Document extract:
Recently I’ve seen art and historic forces reflecting each other in dramatic ways. The HBO series “The Leftovers” and the best-selling novel by Elena Ferrante “The Story of the Lost Child” are the examples from art. The historic example is the current flood of humanity making its way from the Middle East to Europe.

Both Ferrante’s novel and “The Leftovers” are concerned with vanishings. In the novel, a beloved four-year old is last seen on a Neapolitan street corner, and then never seen again. In the TV show, two percent of the world’s population inexplicably vanish in an event called “The Departure”.

In today’s Europe, many thousands are experiencing the “Arrival” of an entire population, forced to depart from their homes. Within a short time their lives have been deeply impacted by people unexpectedly appearing on their doorstep.

Unpredictable, unexpected vanishings .. unpredictable, unexpected arrivals. The earth shifts under our feet. Something is deleted, something is added. So much is changing so rapidly.

The migrant outpouring; climate change leading to devastating tsunamis; hurricanes; and lethal heat; the rise of ISIS. No wonder that the mirror of contemporary art reflects danger and uncertainty.

And yet, at the core of both the novel and the TV show, another aspect of reality emerges. Below I quote Ferrante, speaking of herself during the tumult in Italy during the seventies, when the Red Brigades practiced terror provoking harsh repression from the authorities.

I felt that in me fear could not put down roots.. and even the lava and the fear it provoked in me, settled in my mind in orderly sentences, in harmonious images, became a pavement of black stones like the streets of Naples, a pavement where I was always and no matter what the center. I gave myself weight, in other words, I knew how to do that, whatever happened.

Set exercise: How would you sum up the essay on vanishings and arrivals in two sentences?

Extracted data:
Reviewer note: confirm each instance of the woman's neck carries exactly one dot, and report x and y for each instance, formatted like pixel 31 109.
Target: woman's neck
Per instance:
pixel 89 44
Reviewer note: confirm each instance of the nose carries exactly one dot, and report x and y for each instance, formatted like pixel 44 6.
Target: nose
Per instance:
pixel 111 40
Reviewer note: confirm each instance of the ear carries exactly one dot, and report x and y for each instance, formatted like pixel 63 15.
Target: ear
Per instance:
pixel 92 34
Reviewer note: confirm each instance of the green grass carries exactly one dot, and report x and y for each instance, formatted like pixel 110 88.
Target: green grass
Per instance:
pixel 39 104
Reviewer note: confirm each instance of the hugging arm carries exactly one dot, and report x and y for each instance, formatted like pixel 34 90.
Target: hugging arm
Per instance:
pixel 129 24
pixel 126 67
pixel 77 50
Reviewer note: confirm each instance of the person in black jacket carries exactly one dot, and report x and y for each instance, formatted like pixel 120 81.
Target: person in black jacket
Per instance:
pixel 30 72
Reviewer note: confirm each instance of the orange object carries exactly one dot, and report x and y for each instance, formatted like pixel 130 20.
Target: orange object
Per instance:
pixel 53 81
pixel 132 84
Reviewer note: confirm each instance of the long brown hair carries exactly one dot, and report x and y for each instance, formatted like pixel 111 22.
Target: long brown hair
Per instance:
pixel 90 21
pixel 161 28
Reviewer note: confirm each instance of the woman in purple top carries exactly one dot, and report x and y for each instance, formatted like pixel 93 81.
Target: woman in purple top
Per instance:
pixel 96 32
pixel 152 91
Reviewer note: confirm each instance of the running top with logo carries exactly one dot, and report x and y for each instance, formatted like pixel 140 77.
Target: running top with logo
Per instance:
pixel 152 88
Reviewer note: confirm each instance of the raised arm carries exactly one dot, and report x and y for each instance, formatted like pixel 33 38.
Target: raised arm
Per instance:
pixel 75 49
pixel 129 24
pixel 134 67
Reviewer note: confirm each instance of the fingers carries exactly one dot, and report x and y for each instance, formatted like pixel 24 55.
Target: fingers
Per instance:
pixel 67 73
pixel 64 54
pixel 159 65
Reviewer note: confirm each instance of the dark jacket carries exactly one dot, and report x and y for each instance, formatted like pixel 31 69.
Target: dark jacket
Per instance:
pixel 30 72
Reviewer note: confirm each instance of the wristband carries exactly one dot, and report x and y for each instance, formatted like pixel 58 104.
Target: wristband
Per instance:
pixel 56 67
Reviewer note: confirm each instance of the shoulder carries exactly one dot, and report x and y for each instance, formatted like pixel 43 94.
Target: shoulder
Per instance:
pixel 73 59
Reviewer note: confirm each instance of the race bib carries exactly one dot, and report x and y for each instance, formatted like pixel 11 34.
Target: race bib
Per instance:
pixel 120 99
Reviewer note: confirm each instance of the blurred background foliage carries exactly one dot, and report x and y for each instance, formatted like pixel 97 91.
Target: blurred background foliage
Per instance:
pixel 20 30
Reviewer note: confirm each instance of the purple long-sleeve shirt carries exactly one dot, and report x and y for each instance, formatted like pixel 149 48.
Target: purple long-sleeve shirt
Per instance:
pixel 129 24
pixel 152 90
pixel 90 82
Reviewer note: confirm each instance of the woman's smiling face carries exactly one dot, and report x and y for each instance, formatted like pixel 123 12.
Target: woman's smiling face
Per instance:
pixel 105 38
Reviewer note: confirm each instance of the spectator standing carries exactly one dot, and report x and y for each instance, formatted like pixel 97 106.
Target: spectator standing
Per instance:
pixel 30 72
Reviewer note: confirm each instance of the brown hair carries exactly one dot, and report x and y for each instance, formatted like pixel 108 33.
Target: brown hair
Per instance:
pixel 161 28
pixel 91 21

Response to the task: The essay links the HBO series "The Leftovers" and Elena Ferrante's novel "The Story of the Lost Child," both concerned with vanishings, to the flood of people traveling from the Middle East to Europe, where many thousands are experiencing the "Arrival" of an entire population. With so much changing so rapidly, contemporary art reflects danger and uncertainty, yet another aspect of reality emerges at the core of both works, and the essay quotes Ferrante saying that during the tumult in Italy in the seventies fear could not put down roots in her.